**Tareas**
1. Indica si cada afirmación concuerda con el texto de lectura y cita las palabras exactas que lo deciden: (a) Quien narra está a poco más de un mes de cumplir cincuenta y dos años. (b) A quien narra le gustaban los poemas del poeta. (c) J. le transmitió al poeta lo que quien narra opinaba de su poesía.
2. Prosigue el texto de lectura a partir de su última oración.
#### Texto de lectura
Hoy estoy a un mes y fracción de cumplir yo, cincuenta y dos años. Y tú sí hiciste lo que mi padre no hizo.
Quizás fue la partida de mi padre lo que me hizo melancólico, quizás todos lo somos, quizás reverberamos en ondas universales de lo que pudo haber sido y no fue, de lo que dejó para siempre de ser, de los lazos fraternales entre padres e hijos que existen y dejan de existir en una exhalación o en un suspiro, o en un grito.
Siempre fuiste imponente; tenías la voz muy grave, como de locutor, las facciones cuadradas, como dibujadas con un trazo “mid-century”, un galán. Y decidiste y fuiste poeta. Escribiste poesía, y publicaste. Por eso eras mi ídolo también, aunque no me gustaran tus poemas. Y no me gustaban pues eran demasiado perfectos, demasiado pensados, impecables, sonoros, redondos, cuidados. Se lo dije alguna vez a J., que eras un poeta que podía escribir sobre cualquier tema y que justamente eso era lo que no me gustaba. Ahora me arrepiento de habérselo dicho, porque él te lo compartió y ahora que te fuiste me pregunto si te fuiste por mi culpa o mi juicio. Así de importante me pienso, cómo no hacerlo, solo en mi vida vivo.
########
#### Datos del ejercicio
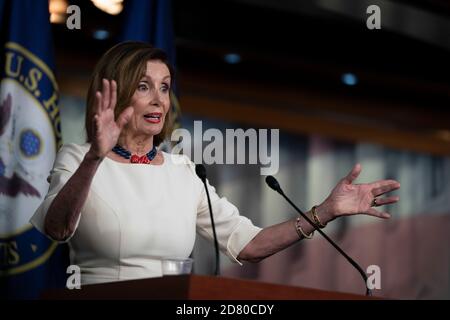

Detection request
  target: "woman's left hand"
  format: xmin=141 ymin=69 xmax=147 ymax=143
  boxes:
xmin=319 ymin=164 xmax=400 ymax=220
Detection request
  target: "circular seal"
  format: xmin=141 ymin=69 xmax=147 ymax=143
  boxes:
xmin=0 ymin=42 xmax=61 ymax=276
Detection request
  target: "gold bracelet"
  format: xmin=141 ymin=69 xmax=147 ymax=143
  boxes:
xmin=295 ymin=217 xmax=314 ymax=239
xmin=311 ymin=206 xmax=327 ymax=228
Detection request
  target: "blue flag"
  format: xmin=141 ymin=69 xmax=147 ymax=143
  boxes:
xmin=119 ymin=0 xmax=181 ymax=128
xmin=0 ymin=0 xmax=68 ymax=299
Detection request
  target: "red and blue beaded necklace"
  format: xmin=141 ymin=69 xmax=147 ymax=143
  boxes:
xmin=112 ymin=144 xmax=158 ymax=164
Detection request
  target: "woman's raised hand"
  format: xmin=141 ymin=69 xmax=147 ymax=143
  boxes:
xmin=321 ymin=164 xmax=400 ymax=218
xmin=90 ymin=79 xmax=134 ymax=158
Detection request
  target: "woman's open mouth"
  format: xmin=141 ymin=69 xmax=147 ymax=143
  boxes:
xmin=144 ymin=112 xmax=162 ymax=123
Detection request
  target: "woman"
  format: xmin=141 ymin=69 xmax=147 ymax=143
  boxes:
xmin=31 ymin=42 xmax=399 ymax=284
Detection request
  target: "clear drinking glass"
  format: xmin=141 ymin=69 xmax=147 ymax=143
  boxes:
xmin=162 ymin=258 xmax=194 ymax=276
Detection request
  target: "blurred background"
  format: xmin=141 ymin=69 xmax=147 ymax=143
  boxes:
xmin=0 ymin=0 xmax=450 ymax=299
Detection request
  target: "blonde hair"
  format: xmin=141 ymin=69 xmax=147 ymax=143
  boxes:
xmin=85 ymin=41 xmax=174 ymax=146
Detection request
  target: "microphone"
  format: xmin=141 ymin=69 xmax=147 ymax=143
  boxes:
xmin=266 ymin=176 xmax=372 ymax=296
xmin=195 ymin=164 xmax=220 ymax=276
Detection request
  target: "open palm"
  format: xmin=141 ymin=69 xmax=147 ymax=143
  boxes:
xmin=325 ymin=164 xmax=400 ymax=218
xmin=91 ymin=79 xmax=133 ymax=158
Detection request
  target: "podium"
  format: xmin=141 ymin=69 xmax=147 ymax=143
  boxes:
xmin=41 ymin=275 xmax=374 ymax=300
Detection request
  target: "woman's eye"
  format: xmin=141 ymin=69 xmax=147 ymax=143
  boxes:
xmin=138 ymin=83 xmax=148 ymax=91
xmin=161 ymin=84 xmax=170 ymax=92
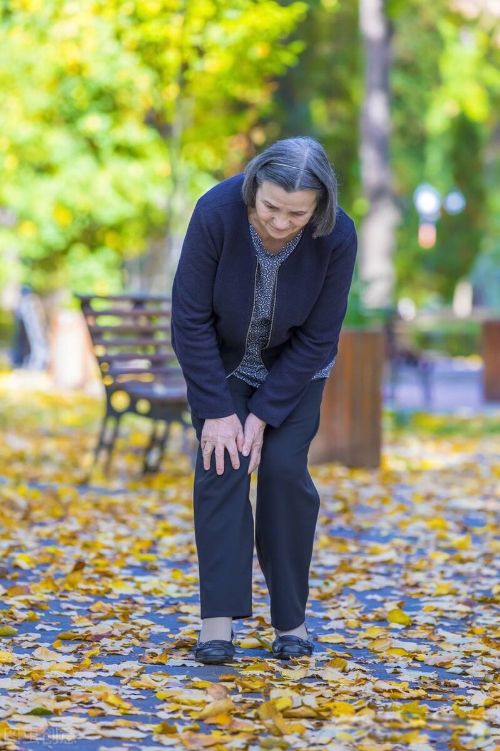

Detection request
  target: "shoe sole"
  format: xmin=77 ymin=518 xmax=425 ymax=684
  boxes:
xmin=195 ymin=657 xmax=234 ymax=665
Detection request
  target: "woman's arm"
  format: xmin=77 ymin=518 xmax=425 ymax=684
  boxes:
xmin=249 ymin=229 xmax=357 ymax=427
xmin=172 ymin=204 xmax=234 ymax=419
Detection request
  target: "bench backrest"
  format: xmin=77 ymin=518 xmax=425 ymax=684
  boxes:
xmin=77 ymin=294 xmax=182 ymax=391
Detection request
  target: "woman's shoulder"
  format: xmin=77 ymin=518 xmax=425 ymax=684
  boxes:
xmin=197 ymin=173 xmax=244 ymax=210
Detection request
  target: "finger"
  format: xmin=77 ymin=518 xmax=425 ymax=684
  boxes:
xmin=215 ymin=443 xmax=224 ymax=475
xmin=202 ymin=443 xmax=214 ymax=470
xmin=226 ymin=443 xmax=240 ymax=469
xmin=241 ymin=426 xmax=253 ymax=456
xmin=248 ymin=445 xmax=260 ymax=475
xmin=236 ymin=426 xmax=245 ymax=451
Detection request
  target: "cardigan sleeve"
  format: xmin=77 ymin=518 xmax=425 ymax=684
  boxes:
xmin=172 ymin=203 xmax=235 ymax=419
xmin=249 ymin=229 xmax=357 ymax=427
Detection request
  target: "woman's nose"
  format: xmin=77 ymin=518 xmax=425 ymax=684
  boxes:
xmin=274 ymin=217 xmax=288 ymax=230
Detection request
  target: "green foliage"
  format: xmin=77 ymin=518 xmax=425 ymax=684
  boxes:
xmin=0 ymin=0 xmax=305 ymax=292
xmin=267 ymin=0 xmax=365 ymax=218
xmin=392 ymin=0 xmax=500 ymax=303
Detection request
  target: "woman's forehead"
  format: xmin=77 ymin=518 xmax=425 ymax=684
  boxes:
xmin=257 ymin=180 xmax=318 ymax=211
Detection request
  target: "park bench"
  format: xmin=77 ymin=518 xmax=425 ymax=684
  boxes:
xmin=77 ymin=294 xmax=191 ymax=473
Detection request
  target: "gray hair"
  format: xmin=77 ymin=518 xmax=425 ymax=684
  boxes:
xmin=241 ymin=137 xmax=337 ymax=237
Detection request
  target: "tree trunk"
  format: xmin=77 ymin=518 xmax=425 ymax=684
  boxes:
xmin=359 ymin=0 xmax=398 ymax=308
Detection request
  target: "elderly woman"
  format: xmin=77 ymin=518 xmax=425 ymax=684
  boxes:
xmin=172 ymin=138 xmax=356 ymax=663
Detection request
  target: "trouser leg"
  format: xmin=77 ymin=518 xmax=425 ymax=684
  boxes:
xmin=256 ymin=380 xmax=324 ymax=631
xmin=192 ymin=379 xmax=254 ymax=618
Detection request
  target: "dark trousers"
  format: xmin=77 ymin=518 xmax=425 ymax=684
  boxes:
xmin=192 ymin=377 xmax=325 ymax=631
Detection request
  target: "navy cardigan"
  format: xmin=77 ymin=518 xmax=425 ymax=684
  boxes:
########
**Respuestas**
1.
(a) Sí: «Hoy estoy a un mes y fracción de cumplir yo, cincuenta y dos años».
(b) No: «aunque no me gustaran tus poemas».
(c) Sí: «porque él te lo compartió».

2.
Yo no me he atrevido a mucho, no he querido sacar de mí los poemas que quizás tendría o tuviera o tenga o pude haber tenido (yo creo que simplemente no los había) y cuando quise escribir, cuando tú eras jefe de redacción en una de las revistas más importantes del país, me acerqué a ti con un texto que yo estaba seguro merecía estar en la primera plana. “Por qué no escribes un blog”, me dijiste. Ese día supe lo que eran los blogs, y tenías razón; lo hice y así me conocí mejor a mi mismo, una vez mi mujer me dijo “tú solo vives en tu blog”, y solo aquí es que he publicado mis textos.
Ese es un recuerdo inevitable. Otros son de reuniones en casa de J., donde lo que recuerdo son tus recomendaciones o exaltaciones musicales. Me acuerdo cómo declamaste con entusiasmo la letra de “My doorbell” de los White Stripes. Y sobretodo que me presentaste a Jeff Buckley, o si no me lo presentaste y más bien lo disfrutamos juntos, lo que hiciste fue contarme su extraña forma de morir, en el mismo rio o lago en el que su padre había muerto ahogado. Recuerdo tu emoción al contar el hecho de que el hijo Buckley estaba nadando en ese cuerpo de agua y pasó un barco y él simplemente desapareció, donde su padre había muerto años atrás.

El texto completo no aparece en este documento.